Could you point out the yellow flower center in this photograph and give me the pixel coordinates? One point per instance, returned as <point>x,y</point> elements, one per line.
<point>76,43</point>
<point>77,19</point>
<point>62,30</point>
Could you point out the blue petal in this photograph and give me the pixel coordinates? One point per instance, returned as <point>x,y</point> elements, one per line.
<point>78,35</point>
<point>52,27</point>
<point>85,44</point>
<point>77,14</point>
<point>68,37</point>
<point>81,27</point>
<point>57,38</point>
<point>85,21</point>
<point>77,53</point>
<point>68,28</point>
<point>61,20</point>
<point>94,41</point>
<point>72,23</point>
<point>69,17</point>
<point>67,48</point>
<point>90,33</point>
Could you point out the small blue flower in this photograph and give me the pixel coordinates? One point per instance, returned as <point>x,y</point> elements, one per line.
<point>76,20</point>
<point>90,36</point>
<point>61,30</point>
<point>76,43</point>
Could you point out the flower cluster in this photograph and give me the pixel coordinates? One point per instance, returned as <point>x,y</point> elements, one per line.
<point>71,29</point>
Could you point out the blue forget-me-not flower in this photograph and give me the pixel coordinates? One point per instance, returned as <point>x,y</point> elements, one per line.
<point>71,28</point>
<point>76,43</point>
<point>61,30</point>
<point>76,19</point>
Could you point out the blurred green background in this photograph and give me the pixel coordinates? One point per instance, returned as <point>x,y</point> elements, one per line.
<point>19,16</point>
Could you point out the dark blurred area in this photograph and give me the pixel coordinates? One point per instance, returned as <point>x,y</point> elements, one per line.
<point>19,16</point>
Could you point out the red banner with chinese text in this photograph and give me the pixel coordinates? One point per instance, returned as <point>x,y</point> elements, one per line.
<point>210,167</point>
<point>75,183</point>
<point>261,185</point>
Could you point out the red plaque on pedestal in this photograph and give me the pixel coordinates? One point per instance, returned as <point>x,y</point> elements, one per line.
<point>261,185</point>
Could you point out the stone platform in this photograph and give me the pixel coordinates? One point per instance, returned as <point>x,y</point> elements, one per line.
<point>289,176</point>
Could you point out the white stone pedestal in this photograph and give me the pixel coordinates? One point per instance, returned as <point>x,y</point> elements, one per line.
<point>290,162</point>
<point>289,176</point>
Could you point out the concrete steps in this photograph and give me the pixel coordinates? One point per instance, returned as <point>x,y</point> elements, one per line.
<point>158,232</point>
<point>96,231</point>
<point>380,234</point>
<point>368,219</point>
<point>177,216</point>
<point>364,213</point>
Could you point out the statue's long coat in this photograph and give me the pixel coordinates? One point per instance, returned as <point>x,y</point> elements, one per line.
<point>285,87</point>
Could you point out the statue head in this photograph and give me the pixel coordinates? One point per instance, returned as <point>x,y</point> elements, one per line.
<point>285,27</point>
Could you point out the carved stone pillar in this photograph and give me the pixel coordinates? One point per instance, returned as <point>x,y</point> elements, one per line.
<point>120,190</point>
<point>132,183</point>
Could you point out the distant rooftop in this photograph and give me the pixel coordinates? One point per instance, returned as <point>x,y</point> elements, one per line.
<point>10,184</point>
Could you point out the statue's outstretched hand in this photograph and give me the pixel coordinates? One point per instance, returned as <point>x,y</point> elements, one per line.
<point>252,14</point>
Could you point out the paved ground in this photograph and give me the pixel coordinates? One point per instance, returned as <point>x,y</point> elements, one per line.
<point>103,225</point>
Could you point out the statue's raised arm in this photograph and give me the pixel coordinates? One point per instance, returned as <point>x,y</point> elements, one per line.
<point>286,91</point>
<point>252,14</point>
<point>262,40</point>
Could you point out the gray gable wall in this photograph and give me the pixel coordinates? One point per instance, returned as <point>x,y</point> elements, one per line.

□ □ □ □

> WHAT IS ASKED
Could you reproduce the entries from the line containing "Could you point out the distant" through the line containing "<point>262,40</point>", with the requests included and unchanged, but with every x and y coordinate in the answers shifted up by 106?

> FINISHED EXERCISE
Could you point out the distant rooftop in this photograph and give me the pixel coordinates? One point per instance, returned as <point>x,y</point> elements, one per line.
<point>116,290</point>
Could you point out the statue's outstretched hand in this photograph and give me the pixel coordinates? One point per instance, returned as <point>x,y</point> elements, one per line.
<point>358,120</point>
Could you point out the paved ground in this photograph and give me the pixel coordinates? One point per instance, returned as <point>x,y</point> elements, one per line.
<point>209,331</point>
Could you point out the statue's raised arm in this photograph and give me the pixel coordinates? One point per instance, returned as <point>x,y</point> elements, one per line.
<point>392,197</point>
<point>358,120</point>
<point>368,146</point>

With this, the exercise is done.